◆ WHAT THE EXERCISE ASKS ◆
Extract the records below word for word and ignore the images.

[[ GIVEN DATA, beginning ]]

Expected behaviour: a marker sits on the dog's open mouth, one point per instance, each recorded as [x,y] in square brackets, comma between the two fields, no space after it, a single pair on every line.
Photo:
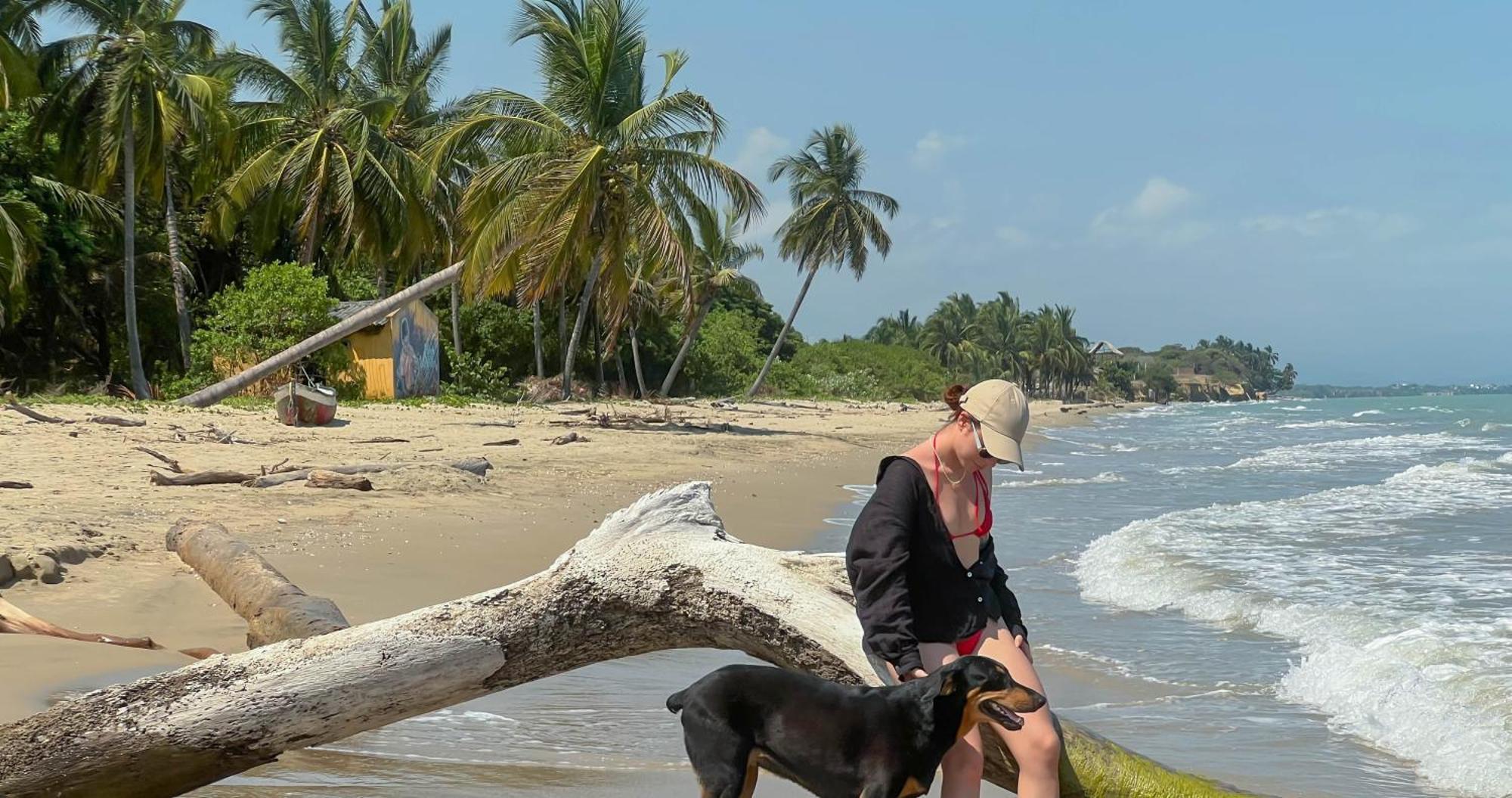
[1002,716]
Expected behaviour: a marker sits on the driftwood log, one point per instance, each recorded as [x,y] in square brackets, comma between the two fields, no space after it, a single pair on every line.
[19,622]
[477,466]
[274,608]
[202,478]
[658,575]
[332,480]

[[ GIVEN DATA, end ]]

◆ SOLUTION TO THE PROBLEM ◆
Expected behaviour: a marker sits on the dog's open mouth, one point per instance, each recorded as [x,y] in square brackets, comma between the two fields, no space after it, a single pair on every line.
Photo:
[1002,716]
Expected behaviour: a marker sits on the driftwood log, one point per instance, each recorded as [x,y] in square brackets, comma between the two fields, no space after it, a single pair on every line.
[19,622]
[477,466]
[274,608]
[202,478]
[658,575]
[332,480]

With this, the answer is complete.